::: Selected passage :::

[PATCH kernel v3 2/2] KVM: PPC: Check if IOMMU page is contained in the pinned physical page

Fri Jul 6 15:06:59 AEST 2018

On Thu, Jul 05, 2018 at 03:19:04PM +1000, Alexey Kardashevskiy wrote:
> On Thu, 5 Jul 2018 12:42:20 +1000
> David Gibson <david at gibson.dropbear.id.au> wrote:
> 
> > On Wed, Jul 04, 2018 at 03:00:52PM +1000, Alexey Kardashevskiy wrote:
> > > A VM which has:
> > >  - a DMA capable device passed through to it (eg. network card);
> > >  - running a malicious kernel that ignores H_PUT_TCE failure;
> > >  - capability of using IOMMU pages bigger that physical pages
> > > can create an IOMMU mapping that exposes (for example) 16MB of
> > > the host physical memory to the device when only 64K was allocated to the VM.
> > > 
> > > The remaining 16MB - 64K will be some other content of host memory, possibly
> > > including pages of the VM, but also pages of host kernel memory, host
> > > programs or other VMs.
> > > 
> > > The attacking VM does not control the location of the page it can map,
> > > and is only allowed to map as many pages as it has pages of RAM.
> > > 
> > > We already have a check in drivers/vfio/vfio_iommu_spapr_tce.c that
> > > an IOMMU page is contained in the physical page so the PCI hardware won't
> > > get access to unassigned host memory; however this check is missing in
> > > the KVM fastpath (H_PUT_TCE accelerated code). We were lucky so far and
> > > did not hit this yet as the very first time when the mapping happens
> > > we do not have tbl::it_userspace allocated yet and fall back to
> > > the userspace which in turn calls VFIO IOMMU driver, this fails and
> > > the guest does not retry,
> > > 
> > > This stores the smallest preregistered page size in the preregistered
> > > region descriptor and changes the mm_iommu_xxx API to check this against
> > > the IOMMU page size. This only allows huge pages use if the entire
> > > preregistered block is backed with huge pages which are completely
> > > contained the preregistered chunk; otherwise this defaults to PAGE_SIZE.

:::

• **What this exercise asks**
1. In the IOMMU patch discussion, rewrite the part that begins at the words "Fri Jul 6 15:06:59" and stops after "allocated to the VM.", substituting "compromised" for "malicious".
2. Pick up the IOMMU patch discussion after its final sentence and continue it.

::: Stored rows :::

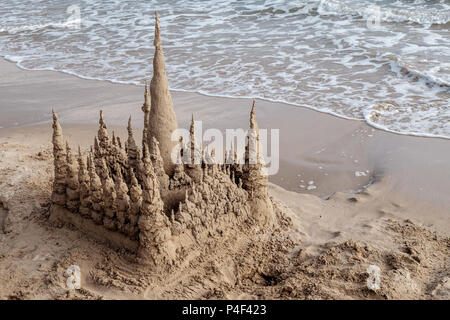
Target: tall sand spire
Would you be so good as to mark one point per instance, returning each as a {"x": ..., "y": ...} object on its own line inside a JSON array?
[
  {"x": 163, "y": 120},
  {"x": 146, "y": 109}
]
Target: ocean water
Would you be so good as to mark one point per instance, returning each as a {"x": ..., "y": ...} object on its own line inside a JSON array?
[{"x": 384, "y": 62}]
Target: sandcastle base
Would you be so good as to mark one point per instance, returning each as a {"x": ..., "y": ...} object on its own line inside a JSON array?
[{"x": 87, "y": 226}]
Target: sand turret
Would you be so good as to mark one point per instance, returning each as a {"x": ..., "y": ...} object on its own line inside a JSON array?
[
  {"x": 122, "y": 202},
  {"x": 141, "y": 201},
  {"x": 84, "y": 185},
  {"x": 72, "y": 184},
  {"x": 132, "y": 149},
  {"x": 60, "y": 164},
  {"x": 95, "y": 193},
  {"x": 163, "y": 121}
]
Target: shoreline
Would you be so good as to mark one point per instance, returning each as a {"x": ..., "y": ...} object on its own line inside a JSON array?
[
  {"x": 116, "y": 82},
  {"x": 337, "y": 155},
  {"x": 327, "y": 236}
]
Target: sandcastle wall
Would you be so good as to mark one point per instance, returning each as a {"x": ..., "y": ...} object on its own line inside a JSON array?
[{"x": 138, "y": 199}]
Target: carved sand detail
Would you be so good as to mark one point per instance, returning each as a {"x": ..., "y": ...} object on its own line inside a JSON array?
[{"x": 172, "y": 211}]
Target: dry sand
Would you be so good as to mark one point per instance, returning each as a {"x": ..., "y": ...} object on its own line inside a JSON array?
[{"x": 401, "y": 222}]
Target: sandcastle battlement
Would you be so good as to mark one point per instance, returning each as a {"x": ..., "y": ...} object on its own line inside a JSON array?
[{"x": 138, "y": 199}]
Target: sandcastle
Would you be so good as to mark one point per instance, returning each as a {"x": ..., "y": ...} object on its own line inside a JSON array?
[{"x": 140, "y": 200}]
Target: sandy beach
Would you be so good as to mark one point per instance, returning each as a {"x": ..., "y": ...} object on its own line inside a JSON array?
[{"x": 379, "y": 199}]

:::

• **Answers to the tasks**
1.
Fri Jul 6 15:06:59 AEST 2018

On Thu, Jul 05, 2018 at 03:19:04PM +1000, Alexey Kardashevskiy wrote:
> On Thu, 5 Jul 2018 12:42:20 +1000
> David Gibson <david at gibson.dropbear.id.au> wrote:
> 
> > On Wed, Jul 04, 2018 at 03:00:52PM +1000, Alexey Kardashevskiy wrote:
> > > A VM which has:
> > >  - a DMA capable device passed through to it (eg. network card);
> > >  - running a compromised kernel that ignores H_PUT_TCE failure;
> > >  - capability of using IOMMU pages bigger that physical pages
> > > can create an IOMMU mapping that exposes (for example) 16MB of
> > > the host physical memory to the device when only 64K was allocated to the VM.

2.
> > > 
> > > Signed-off-by: Alexey Kardashevskiy <aik at ozlabs.ru>  
> > 
> > Reviewed-by: David Gibson <david at gibson.dropbear.id.au>
> > 
> > On the grounds that I think this version is safe, which the old one
> > wasn't.  However it still has some flaws..
> > 
> > [snip]
> > > @@ -125,7 +126,8 @@ long mm_iommu_get(struct mm_struct *mm, unsigned long ua, unsigned long entries,
> > >  {
> > >  	struct mm_iommu_table_group_mem_t *mem;
> > >  	long i, j, ret = 0, locked_entries = 0;
> > > -	struct page *page = NULL;
> > > +	unsigned int pageshift;
> > > +	struct page *page = NULL, *head = NULL;
> > >  
> > >  	mutex_lock(&mem_list_mutex);
> > >  
> > > @@ -159,6 +161,7 @@ long mm_iommu_get(struct mm_struct *mm, unsigned long ua, unsigned long entries,
> > >  		goto unlock_exit;
> > >  	}
> > >  
> > > +	mem->pageshift = 64;
> > >  	mem->hpas = vzalloc(array_size(entries, sizeof(mem->hpas[0])));
> > >  	if (!mem->hpas) {
> > >  		kfree(mem);
> > > @@ -199,9 +202,35 @@ long mm_iommu_get(struct mm_struct *mm, unsigned long ua, unsigned long entries,
> > >  			}
> > >  		}
> > >  populate:
> > > +		pageshift = PAGE_SHIFT;
> > > +		if (PageCompound(page)) {
> > > +			/* Make sure huge page is contained completely */
> > > +			struct page *tmphead = compound_head(page);
> > > +			unsigned int n = compound_order(tmphead);
> > > +
> > > +			if (!head) {
> > > +				/* Is it a head of a huge page? */
> > > +				if (page == tmphead) {
> > > +					head = tmphead;
> > > +					pageshift += n;
> > > +				}
> > > +			} else if (head == tmphead) {
> > > +				/* Still same huge page, good */
> > > +				pageshift += n;
> > > +
> > > +				/* End of the huge page */
> > > +				if (page - head == (1UL << n) - 1)
> > > +					head = NULL;
> > > +			}
> > > +		}
> > > +		mem->pageshift = min(mem->pageshift, pageshift);
> > >  		mem->hpas[i] = page_to_pfn(page) << PAGE_SHIFT;
> > >  	}
> > >  
> > > +	/* We have an incomplete huge page, default to PAGE_SHIFT */
> > > +	if (head)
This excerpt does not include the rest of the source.